[start of Extracted records]
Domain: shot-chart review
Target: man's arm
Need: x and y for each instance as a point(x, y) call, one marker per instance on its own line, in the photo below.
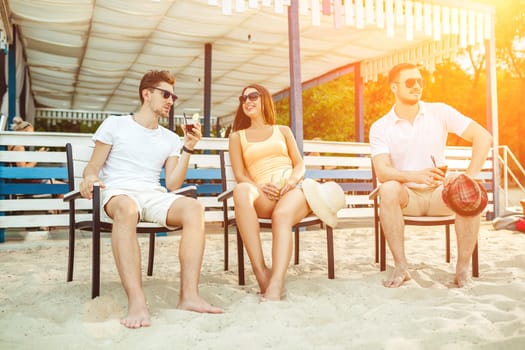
point(175, 168)
point(92, 169)
point(481, 142)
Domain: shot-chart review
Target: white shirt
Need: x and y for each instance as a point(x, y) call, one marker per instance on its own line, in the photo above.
point(411, 146)
point(137, 154)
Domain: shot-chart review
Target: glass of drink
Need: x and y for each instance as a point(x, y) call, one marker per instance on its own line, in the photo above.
point(189, 122)
point(443, 168)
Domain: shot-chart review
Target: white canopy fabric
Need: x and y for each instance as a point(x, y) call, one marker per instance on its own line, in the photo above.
point(91, 54)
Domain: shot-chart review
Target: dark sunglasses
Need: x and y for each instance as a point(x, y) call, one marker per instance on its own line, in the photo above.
point(252, 96)
point(166, 94)
point(410, 83)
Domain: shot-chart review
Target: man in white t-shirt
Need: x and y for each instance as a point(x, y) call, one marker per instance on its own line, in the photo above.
point(403, 144)
point(130, 153)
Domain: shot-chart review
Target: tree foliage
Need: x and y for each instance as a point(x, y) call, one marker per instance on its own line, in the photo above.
point(328, 109)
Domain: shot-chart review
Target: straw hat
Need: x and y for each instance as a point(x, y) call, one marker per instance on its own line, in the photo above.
point(464, 195)
point(324, 199)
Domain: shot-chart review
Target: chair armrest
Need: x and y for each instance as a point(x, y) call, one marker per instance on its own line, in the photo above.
point(72, 195)
point(188, 191)
point(374, 193)
point(225, 195)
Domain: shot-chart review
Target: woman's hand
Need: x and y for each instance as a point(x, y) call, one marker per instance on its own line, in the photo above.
point(271, 191)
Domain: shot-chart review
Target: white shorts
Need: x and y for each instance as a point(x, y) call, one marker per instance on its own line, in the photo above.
point(426, 202)
point(153, 205)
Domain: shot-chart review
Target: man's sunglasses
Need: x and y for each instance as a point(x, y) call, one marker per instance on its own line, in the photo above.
point(410, 83)
point(252, 96)
point(166, 94)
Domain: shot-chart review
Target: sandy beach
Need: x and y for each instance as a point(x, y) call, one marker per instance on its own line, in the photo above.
point(39, 310)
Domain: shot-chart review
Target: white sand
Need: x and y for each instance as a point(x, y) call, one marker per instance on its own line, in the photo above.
point(39, 310)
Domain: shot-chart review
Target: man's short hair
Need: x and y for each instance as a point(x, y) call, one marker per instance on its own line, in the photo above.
point(393, 75)
point(154, 78)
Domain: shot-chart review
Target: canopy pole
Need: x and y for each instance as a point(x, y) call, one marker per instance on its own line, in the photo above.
point(359, 101)
point(207, 89)
point(296, 97)
point(492, 112)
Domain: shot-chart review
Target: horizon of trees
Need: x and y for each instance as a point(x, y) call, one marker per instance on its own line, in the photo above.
point(459, 83)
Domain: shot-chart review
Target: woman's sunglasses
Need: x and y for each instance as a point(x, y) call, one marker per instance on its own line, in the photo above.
point(410, 83)
point(252, 96)
point(166, 94)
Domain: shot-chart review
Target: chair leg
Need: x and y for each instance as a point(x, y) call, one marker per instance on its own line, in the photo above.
point(226, 246)
point(95, 284)
point(376, 236)
point(475, 262)
point(296, 245)
point(240, 259)
point(71, 255)
point(382, 246)
point(447, 239)
point(151, 255)
point(330, 247)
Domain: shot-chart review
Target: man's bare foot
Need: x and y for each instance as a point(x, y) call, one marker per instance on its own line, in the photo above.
point(399, 275)
point(138, 316)
point(462, 278)
point(198, 305)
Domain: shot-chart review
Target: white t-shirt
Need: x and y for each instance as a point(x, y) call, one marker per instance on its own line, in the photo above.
point(411, 146)
point(137, 154)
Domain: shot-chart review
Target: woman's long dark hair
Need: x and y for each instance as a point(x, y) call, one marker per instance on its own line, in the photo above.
point(242, 121)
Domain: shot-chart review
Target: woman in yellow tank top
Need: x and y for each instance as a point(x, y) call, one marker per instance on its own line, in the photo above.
point(267, 166)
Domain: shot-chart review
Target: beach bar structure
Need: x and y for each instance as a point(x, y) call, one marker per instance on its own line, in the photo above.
point(89, 55)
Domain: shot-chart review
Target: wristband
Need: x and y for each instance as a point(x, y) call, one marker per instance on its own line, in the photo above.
point(187, 150)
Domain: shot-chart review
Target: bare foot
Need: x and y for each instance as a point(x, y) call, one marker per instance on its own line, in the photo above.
point(263, 279)
point(198, 305)
point(138, 316)
point(462, 278)
point(399, 275)
point(274, 292)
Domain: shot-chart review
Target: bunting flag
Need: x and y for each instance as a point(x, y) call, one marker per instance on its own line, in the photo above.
point(450, 26)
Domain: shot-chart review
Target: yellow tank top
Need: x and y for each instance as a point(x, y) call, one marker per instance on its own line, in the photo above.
point(268, 160)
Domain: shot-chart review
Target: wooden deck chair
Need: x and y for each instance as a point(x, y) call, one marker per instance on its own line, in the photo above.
point(380, 241)
point(77, 158)
point(228, 182)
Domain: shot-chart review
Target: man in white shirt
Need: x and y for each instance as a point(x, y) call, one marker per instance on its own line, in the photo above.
point(403, 144)
point(130, 153)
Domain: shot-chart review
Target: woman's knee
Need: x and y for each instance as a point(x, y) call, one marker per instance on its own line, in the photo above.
point(244, 192)
point(192, 207)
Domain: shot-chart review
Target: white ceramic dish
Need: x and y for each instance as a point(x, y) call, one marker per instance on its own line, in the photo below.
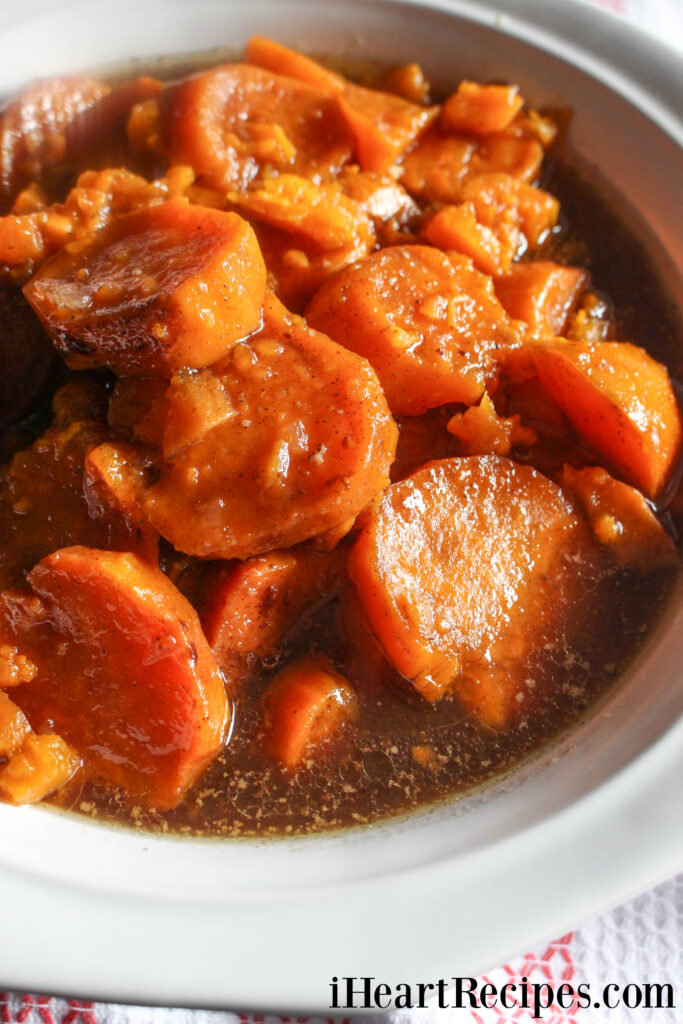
point(95, 911)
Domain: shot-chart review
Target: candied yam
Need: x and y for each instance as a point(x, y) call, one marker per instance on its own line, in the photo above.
point(248, 609)
point(34, 129)
point(15, 668)
point(319, 212)
point(383, 125)
point(439, 165)
point(41, 766)
point(427, 322)
point(621, 518)
point(14, 727)
point(466, 565)
point(480, 430)
point(543, 294)
point(163, 288)
point(124, 673)
point(28, 357)
point(481, 109)
point(309, 448)
point(621, 401)
point(306, 704)
point(113, 482)
point(237, 120)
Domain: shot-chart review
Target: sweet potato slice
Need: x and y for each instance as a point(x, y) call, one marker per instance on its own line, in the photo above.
point(622, 403)
point(307, 702)
point(124, 672)
point(465, 566)
point(384, 126)
point(34, 129)
point(543, 294)
point(42, 765)
point(249, 608)
point(235, 121)
point(428, 323)
point(309, 446)
point(481, 109)
point(167, 287)
point(621, 518)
[end of Extracted records]
**Exercise requirements**
Leaving all pictures aside, quote each record exactly.

**Written response**
Domain: shot-chart review
Target: man's arm
Need: x and y for each instance as a point(x, y) call, one marker per instance on its own line, in the photo below.
point(175, 168)
point(92, 169)
point(481, 142)
Domain: shot-chart review
Target: white shirt
Need: x and y for each instance as a point(x, y) call, one marker per instance on its own line, in the photo above.
point(411, 146)
point(137, 154)
Domain: shot-chart review
Target: glass of drink
Need: x and y for each instance as a point(x, y) call, one marker per instance on its own line, in the photo above.
point(189, 122)
point(443, 168)
Domain: shot-chart review
Target: white canopy fabric
Need: x and y for each instance as a point(x, y) call, one marker per instance on its own line, in the photo above.
point(91, 54)
Domain: shot-chart review
Target: dark sunglasses
Need: x and y for each instance as a point(x, y) call, one marker per instance on its own line, in the photo above.
point(252, 96)
point(166, 94)
point(410, 83)
Domain: shot-chart review
Target: man in white t-shirt
Need: x and y for each instance as a point(x, y) call, one marker per instance on its own line, in the photo above.
point(403, 144)
point(130, 153)
Domain: shot-chart review
Target: tree foliage
Need: x and y for each instance as a point(x, y) call, one marker per instance on its own line, in the photo above.
point(328, 109)
Domain: shot-chart review
Target: straw hat
Need: x and y for each instance as a point(x, y) call, one marker per instance on its own line, in the photo above.
point(464, 195)
point(324, 199)
Domain: shot-chart review
Target: chair armrest
Need: x and y for each instance as a point(x, y) call, one marker per instance on its own line, in the photo above.
point(72, 195)
point(188, 191)
point(374, 193)
point(225, 195)
Domain: shot-chart review
Target: woman's hand
Need: x and y for each instance as a point(x, y) call, one marker per instance on its own line, in the photo above.
point(271, 191)
Domain: shot-chart review
Target: white shorts
Need: x and y for each instance as a point(x, y) call, one marker per instance on its own line, in the photo above.
point(426, 202)
point(153, 205)
Domain: shot-chart review
Target: man's sunglasses
Need: x and y for each instance as a point(x, y) call, one marker per instance on its own line, in the photo above.
point(410, 83)
point(252, 96)
point(166, 94)
Domain: shot-chart review
Target: sandy beach
Need: x and y for each instance as a point(x, y) call, one marker per instance on its own line, in the photo above.
point(39, 310)
Domain: shot-chart review
Target: white sand
Need: x and y for each instance as a point(x, y) call, one marker per instance on its own line, in the photo above.
point(39, 310)
Domain: shot-chart review
Target: man's short hair
Need: x and y for each instance as a point(x, y) call, one marker per instance on its own line, in the photo above.
point(393, 75)
point(154, 78)
Domain: shot-chart review
Target: canopy pole
Need: x and y for each instance as a point(x, y) call, one marker per instance on its own line, in the photo above.
point(359, 101)
point(207, 89)
point(296, 97)
point(492, 112)
Domain: shot-chart review
Target: horizon of trees
Need: x and y for each instance as a point(x, y) call, one marker per instance on its own line, in the photo above.
point(459, 83)
Domain: shot-chart review
Target: woman's sunglasses
Need: x and y for each instance as a point(x, y) call, one marker per instance on its own line, in the photo above.
point(410, 83)
point(252, 96)
point(166, 94)
Domain: shot-chart review
Target: chair leg
Need: x and y for each instance as a point(x, y) call, one marker per instance on its own line, in the photo above.
point(226, 246)
point(95, 284)
point(376, 236)
point(475, 262)
point(296, 245)
point(240, 259)
point(71, 255)
point(382, 246)
point(447, 239)
point(151, 255)
point(330, 247)
Domain: shot-chart review
Target: man's bare foot
Need: x and y for each instance as a point(x, y) call, one marker per instance on its own line, in the photo above.
point(399, 275)
point(138, 316)
point(462, 278)
point(198, 305)
Domain: shot-chart review
Target: white t-shirt
Need: x and y for each instance as a point(x, y) call, one marker per instance on its own line, in the photo above.
point(411, 146)
point(137, 154)
Domain: shot-chart review
Target: woman's long dark hair
Need: x and y for each instance as a point(x, y) call, one marker per instance on its own line, in the photo above.
point(242, 121)
Domain: shot-chart review
Target: woman in yellow tank top
Need: x and y for each instance as a point(x, y) call, one marker per instance on its own line, in the photo above.
point(267, 166)
Domain: shot-chart review
Target: beach bar structure
Need: x and y for each instance as a point(x, y) call, one marker per instance on its own line, in the photo above.
point(89, 55)
Domain: shot-chart review
Target: wristband
Need: x and y for each instance as a point(x, y) call, one marker per instance on its own line, in the photo above.
point(187, 150)
Domain: shot-chart review
Target: bare foot
Need: x and y for each instance as a point(x, y) call, one marker per instance on its own line, in the photo above.
point(263, 279)
point(198, 305)
point(138, 316)
point(462, 278)
point(399, 275)
point(274, 292)
Domain: shot-chart review
Target: bunting flag
Need: x and y for each instance as a point(x, y) call, one marker per instance on its own line, in the photo above.
point(450, 26)
Domain: shot-chart review
Target: yellow tank top
Need: x and y for each instance as a point(x, y) call, one marker per instance on its own line, in the photo above.
point(268, 160)
Domain: shot-chart review
Target: wooden deck chair
Need: x and y for each instance as a point(x, y) call, one marker per instance on its own line, in the photo above.
point(380, 241)
point(77, 158)
point(228, 182)
Domain: shot-chart review
Target: man in white shirt
Need: x and y for each instance as a point(x, y) call, one marker per instance on its own line, in the photo above.
point(403, 144)
point(130, 153)
Domain: shot-chart review
Target: woman's knee
Need: x and y for each instance as a point(x, y) call, one marker per instance on its own line, in the photo above.
point(244, 192)
point(192, 207)
Domain: shot-chart review
Target: white ceramic dish
Need: x and y for each instance as a point(x, y) call, one marker per instance on its own line, in the photo below.
point(95, 911)
Domain: shot-chart review
Target: candied yam
Need: x and y for each instance as a point(x, y) call, one marker per instance on its own line, in the photo above.
point(248, 609)
point(34, 129)
point(15, 668)
point(319, 212)
point(383, 125)
point(439, 165)
point(41, 766)
point(427, 322)
point(621, 518)
point(14, 727)
point(466, 565)
point(480, 430)
point(543, 294)
point(163, 288)
point(124, 673)
point(28, 357)
point(481, 109)
point(309, 448)
point(621, 401)
point(306, 704)
point(113, 482)
point(237, 120)
Domain: shot-chart review
Target: sweet potato slice
Need: x and y for each instance as a point(x, y) call, one marker per instance on its own line, in the photo above.
point(622, 403)
point(307, 702)
point(124, 672)
point(465, 566)
point(384, 126)
point(34, 129)
point(543, 294)
point(42, 765)
point(249, 608)
point(235, 121)
point(428, 323)
point(309, 446)
point(481, 109)
point(167, 287)
point(621, 518)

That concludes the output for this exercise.